++++ Provided data

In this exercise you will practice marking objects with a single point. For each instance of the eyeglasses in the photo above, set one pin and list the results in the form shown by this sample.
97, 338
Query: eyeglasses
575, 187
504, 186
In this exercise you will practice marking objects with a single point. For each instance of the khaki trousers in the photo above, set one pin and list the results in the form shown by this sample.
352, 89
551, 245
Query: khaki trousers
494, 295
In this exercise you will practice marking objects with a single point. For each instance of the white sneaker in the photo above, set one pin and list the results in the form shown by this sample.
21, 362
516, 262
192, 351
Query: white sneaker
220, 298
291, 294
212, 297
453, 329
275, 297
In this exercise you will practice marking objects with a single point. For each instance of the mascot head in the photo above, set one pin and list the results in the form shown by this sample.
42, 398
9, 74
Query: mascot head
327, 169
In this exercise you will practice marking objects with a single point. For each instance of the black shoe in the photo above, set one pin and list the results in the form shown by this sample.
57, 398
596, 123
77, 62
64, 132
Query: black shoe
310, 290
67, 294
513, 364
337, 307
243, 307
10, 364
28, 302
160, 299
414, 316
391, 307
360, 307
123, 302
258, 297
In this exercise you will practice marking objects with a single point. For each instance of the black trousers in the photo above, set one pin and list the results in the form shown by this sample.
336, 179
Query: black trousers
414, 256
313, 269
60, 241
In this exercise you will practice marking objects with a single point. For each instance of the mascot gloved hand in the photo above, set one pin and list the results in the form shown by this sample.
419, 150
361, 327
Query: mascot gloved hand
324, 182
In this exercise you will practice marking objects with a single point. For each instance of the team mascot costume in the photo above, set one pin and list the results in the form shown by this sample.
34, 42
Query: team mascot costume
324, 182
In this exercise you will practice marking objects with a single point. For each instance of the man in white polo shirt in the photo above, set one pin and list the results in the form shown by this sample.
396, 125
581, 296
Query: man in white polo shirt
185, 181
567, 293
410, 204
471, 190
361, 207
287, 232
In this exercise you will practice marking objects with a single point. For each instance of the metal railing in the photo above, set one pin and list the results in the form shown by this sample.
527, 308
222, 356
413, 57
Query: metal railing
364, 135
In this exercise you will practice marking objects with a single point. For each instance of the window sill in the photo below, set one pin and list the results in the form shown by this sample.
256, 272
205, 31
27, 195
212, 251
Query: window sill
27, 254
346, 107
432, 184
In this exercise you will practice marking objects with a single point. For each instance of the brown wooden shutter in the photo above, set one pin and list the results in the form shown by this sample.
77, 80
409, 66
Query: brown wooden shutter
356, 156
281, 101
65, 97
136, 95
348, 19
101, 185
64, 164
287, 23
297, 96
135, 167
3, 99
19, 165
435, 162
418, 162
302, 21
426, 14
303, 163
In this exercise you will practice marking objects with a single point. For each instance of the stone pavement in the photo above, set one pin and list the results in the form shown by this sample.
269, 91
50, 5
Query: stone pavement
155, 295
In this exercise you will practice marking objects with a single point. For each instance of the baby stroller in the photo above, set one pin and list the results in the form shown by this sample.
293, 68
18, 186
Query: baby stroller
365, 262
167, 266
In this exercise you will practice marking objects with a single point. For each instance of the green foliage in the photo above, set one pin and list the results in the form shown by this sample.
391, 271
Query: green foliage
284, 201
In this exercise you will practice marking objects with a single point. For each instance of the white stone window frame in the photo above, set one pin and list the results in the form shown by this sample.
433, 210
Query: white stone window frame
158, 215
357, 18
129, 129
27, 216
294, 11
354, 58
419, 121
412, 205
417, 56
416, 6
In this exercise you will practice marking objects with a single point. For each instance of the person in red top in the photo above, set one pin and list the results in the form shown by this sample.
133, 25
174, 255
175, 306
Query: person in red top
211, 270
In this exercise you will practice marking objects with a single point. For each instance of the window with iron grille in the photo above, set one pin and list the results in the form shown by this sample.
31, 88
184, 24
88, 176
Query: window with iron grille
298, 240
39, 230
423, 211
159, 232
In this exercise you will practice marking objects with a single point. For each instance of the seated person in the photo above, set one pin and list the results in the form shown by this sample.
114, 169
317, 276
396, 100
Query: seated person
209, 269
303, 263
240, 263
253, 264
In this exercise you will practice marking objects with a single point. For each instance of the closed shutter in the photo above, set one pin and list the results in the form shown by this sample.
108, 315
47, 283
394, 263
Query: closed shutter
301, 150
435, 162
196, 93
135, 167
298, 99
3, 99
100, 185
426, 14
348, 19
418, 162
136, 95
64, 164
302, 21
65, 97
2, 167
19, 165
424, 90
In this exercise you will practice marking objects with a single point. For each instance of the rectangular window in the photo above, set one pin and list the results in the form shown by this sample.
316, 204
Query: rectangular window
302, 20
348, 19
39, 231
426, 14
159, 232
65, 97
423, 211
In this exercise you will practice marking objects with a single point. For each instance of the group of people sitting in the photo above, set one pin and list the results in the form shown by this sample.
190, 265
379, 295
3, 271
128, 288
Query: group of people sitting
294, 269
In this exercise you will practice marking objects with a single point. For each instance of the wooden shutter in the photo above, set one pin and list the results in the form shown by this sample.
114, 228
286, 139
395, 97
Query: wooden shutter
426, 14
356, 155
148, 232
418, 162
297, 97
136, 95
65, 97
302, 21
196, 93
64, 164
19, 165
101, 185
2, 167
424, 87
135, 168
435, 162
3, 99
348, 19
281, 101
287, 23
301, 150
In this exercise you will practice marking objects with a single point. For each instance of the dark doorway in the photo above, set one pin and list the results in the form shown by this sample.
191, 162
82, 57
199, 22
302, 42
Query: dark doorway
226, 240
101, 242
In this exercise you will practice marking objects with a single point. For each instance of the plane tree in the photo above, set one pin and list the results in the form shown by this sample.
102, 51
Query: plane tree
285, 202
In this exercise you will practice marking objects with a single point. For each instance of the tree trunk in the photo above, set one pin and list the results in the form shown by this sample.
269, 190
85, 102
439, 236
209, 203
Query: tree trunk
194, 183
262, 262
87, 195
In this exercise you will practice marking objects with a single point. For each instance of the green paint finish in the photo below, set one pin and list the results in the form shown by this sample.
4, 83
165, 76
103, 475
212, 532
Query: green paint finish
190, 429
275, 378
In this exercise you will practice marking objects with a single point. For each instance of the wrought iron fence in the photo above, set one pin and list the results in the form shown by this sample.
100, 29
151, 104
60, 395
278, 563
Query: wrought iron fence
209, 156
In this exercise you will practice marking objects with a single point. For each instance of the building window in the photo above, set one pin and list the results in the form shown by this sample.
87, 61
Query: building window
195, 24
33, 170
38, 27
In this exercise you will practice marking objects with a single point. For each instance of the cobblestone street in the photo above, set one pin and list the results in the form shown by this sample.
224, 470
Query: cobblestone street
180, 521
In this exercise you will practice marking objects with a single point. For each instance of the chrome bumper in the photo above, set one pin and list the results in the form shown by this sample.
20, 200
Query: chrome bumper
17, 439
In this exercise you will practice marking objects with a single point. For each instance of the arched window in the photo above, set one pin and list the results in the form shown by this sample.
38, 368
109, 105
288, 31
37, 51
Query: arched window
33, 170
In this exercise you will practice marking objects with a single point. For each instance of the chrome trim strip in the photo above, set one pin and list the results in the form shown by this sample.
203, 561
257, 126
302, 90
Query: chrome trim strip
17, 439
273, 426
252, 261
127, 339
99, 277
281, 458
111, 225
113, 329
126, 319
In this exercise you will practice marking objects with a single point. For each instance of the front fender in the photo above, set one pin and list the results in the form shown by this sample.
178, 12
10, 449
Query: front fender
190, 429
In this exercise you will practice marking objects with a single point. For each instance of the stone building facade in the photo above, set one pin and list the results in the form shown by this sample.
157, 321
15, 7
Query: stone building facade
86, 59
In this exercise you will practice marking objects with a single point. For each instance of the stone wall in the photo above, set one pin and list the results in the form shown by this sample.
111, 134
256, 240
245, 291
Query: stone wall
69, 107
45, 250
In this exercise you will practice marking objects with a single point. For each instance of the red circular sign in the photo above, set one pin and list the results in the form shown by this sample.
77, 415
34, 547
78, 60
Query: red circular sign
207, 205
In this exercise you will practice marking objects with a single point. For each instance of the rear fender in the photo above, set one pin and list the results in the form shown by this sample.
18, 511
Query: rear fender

++++++++

**Task prompt**
Copy the rows word for word, starting at the line with "the chrome bumper" and running through the last line of the rows, with both ends included.

**Answer in full**
In this exercise you will practice marking objects with a single point. For each instance of the chrome bumper in the photo above, set one pin and list the results in the form shown by this sample.
20, 200
Query: chrome bumper
17, 439
In this exercise you will practice marking objects with a single point. For each instance of the arched window in the photo above, set one pin and list the results in the form shown by this sample.
38, 368
109, 105
288, 31
37, 51
Query: arched window
33, 170
In this exercise you will practice marking objects with a single point. For each instance of the chrome trim strip in the photo above, set one pin and list the results in the form shown by this sample.
203, 561
257, 126
302, 90
Query: chrome trim strip
17, 439
273, 426
252, 261
127, 339
99, 277
281, 458
111, 225
113, 329
126, 319
In this exercise you will practice marking objects with a single point. For each instance of the front fender in the photo above, set one pin and list the results in the form shown by this sample.
178, 12
10, 449
Query: front fender
190, 429
In this exercise you will practice marking objects with a single point. For each instance of the stone building facade in the photo above, set one pin and list the results in the form shown by this sample.
157, 321
15, 7
Query: stone building facade
86, 59
In this exercise you will practice marking objects with a single point. For each instance of the stone wall in the photo above, set one pin and list the results in the form shown by this sample.
111, 134
256, 240
245, 291
Query: stone wall
69, 107
45, 250
In this exercise you will practice marking objects with a single point. For each instance of the red circular sign in the photo above, set one pin and list the results in the form shown by this sample.
77, 415
34, 547
78, 60
Query: red circular sign
207, 205
In this exercise you will practice marking objects with a single point. For each instance of the rear fender in the photo above, set one pin and list the results in the form shown by this sample.
18, 511
Query: rear fender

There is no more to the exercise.